↓↓↓

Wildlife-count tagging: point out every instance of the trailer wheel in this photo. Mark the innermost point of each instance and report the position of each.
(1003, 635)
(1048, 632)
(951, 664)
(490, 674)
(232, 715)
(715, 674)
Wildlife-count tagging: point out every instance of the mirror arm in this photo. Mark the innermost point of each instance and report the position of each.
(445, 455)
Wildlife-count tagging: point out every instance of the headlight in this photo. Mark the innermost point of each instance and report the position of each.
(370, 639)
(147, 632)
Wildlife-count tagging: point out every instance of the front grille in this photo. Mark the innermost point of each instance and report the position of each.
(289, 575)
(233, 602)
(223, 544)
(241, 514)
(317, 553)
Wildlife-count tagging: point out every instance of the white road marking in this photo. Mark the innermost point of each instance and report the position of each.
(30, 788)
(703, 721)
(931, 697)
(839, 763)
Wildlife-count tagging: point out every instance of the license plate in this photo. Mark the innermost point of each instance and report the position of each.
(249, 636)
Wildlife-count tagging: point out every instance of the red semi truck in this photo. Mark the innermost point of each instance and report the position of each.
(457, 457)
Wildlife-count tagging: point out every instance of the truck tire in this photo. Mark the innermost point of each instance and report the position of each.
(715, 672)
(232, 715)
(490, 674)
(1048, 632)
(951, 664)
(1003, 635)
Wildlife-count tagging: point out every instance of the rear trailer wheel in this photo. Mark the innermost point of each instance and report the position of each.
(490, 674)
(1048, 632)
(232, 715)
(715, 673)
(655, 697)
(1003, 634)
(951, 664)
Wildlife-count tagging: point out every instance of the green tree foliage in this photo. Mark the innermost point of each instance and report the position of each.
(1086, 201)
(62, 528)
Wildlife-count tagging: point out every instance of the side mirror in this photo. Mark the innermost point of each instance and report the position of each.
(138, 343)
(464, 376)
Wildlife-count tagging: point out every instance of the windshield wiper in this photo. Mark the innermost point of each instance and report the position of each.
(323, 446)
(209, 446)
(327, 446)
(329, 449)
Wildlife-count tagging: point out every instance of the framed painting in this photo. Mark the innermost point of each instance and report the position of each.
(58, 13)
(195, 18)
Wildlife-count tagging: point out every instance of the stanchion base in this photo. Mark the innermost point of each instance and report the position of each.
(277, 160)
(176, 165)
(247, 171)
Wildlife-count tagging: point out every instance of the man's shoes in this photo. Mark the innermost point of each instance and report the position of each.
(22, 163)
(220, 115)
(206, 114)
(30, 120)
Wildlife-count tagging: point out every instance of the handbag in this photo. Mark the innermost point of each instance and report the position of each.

↑↑↑

__REQUIRED TASK__.
Could you edit the data above so that "innermost point" becomes "central point" wherever it occurs, leaving everything else unchanged?

__FINISHED EXERCISE__.
Wildlife-count tagging: point out every instance of the trailer wheel in this photo. Mark the central point of each instance and report the position of each.
(1003, 635)
(1048, 632)
(951, 664)
(490, 674)
(232, 715)
(715, 674)
Wildlife-count tagging: point out every instance of the mirror arm in this photo. Mark the central point of each instance and report the position of each.
(445, 455)
Wildlife-count tagging: point out every instance of the headlight in this photo. Mark the central point of each instance and report the position of each.
(370, 639)
(147, 632)
Wildlife-count tagging: point out every instance of the front grille in this photo. Mark the central point of each instance and report the position of each.
(289, 575)
(233, 602)
(223, 544)
(241, 514)
(317, 553)
Wildlife-count tagging: point out every instance of the white road marking in this photo. Mark the central point of each instance and report the position of each.
(30, 788)
(703, 721)
(931, 697)
(839, 763)
Wildlife-count tagging: point out every instance of the license plate in this photo. Mark the central point of each instance and report the position of each.
(249, 636)
Wildlife-count tagging: point out every instance of the red semi truck in this photo. Mark the central point of each instance and report the position of each.
(457, 457)
Wildlife-count tagging: point out every instance of the truck tire in this photo. Mark the central point of each instance and report the position of each.
(715, 672)
(232, 715)
(490, 674)
(1048, 632)
(951, 664)
(1003, 635)
Wildlife-count tagging: point out every instance of the rear trailer wheel in this photo. Mark the central point of each instance and report the position of each.
(490, 674)
(1048, 632)
(232, 715)
(715, 673)
(655, 697)
(1003, 634)
(951, 664)
Wildlife-count tagging: point out every instance of the green tree foliage in this photo. Mark the central point of each instance and report the position of each.
(1086, 201)
(62, 528)
Wildlife-count tagging: point out every instance of the side mirror in this photo. Mark the central point of each instance and report the position of each.
(138, 343)
(464, 376)
Wildlife-count tagging: point out every instance of the windshield wiper in this photo. Mark the central point of each instance and report the position of each.
(323, 446)
(209, 446)
(327, 446)
(329, 449)
Wildlife-count tagging: point out every instance of the framed painting in this photo. Mark the central point of each instance and report the position of each.
(58, 13)
(195, 18)
Wildlife-count tagging: point out every instance of the stanchion base in this photo. Mark the central point of each instance and report the position of each.
(277, 160)
(176, 165)
(247, 171)
Wildlife-count tagging: point out every instance of the man's shoes in this photo. Mark the central point of each instance and report the position of each.
(22, 163)
(220, 115)
(206, 114)
(30, 120)
Wildlife-count tagging: point out every instance of the handbag in this photo. Mark the central point of each instance and report the position of each.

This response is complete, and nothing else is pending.